The problem ->
Go through the entries below from the first line and output each one exactly, up to and including the line with "Target: child's arm".

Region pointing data
———
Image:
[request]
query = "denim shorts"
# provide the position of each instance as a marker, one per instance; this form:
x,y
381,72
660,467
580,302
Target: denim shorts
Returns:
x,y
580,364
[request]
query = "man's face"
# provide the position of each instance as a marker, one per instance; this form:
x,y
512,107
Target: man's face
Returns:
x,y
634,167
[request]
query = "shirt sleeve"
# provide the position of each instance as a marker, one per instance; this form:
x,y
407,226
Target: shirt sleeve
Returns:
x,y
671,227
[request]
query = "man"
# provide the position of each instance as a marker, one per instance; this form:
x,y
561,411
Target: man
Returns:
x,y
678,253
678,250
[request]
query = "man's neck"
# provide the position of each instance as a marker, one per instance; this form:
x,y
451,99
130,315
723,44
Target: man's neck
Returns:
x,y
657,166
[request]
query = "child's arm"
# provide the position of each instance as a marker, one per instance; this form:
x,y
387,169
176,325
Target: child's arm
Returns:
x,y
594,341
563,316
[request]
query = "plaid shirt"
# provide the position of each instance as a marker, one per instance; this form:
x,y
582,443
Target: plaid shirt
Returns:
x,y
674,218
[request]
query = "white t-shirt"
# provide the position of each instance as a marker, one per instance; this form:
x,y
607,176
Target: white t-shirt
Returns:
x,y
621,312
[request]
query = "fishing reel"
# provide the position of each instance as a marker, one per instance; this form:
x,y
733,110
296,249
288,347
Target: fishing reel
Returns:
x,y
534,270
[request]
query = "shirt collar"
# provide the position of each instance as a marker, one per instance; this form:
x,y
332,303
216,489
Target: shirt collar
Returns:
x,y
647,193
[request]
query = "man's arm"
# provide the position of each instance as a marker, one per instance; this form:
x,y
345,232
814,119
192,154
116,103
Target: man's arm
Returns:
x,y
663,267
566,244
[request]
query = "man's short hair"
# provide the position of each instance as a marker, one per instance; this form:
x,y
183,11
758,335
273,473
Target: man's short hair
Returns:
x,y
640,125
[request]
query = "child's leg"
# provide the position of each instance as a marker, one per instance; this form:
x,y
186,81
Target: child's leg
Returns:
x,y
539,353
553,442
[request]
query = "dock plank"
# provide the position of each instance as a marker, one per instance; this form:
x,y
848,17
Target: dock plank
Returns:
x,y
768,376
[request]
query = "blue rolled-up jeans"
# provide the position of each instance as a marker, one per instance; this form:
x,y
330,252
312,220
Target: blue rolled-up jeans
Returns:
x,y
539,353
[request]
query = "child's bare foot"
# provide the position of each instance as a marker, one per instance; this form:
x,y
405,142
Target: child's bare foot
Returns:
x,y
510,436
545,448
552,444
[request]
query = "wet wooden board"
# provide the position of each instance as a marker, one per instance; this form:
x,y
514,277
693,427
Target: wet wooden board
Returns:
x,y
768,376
———
Your response ->
Image:
[request]
query = "denim shorts"
# provide the position of each instance as a marker, one per instance; this form:
x,y
381,72
660,467
580,302
Target: denim shorts
Returns:
x,y
580,364
[request]
query = "man's face"
# provide the position of each instance as a marker, one per instance; this form:
x,y
512,107
Target: man's face
Returns:
x,y
634,167
[request]
query = "shirt sleeve"
# provide the position of each instance as a marker, one per instance; this form:
x,y
407,226
Target: shirt sleeve
Returns:
x,y
671,227
[request]
query = "man"
# provide the position of each instance as a marker, one per instance; this form:
x,y
561,411
Target: man
Returns:
x,y
678,253
678,250
[request]
query = "man's neck"
# provide the position of each instance as a marker, one per instance; this form:
x,y
451,99
130,315
723,44
Target: man's neck
Returns:
x,y
657,166
[request]
query = "child's arm"
# provide the position of each instance as a marker, one per instance; this form:
x,y
387,169
176,325
Target: child's arm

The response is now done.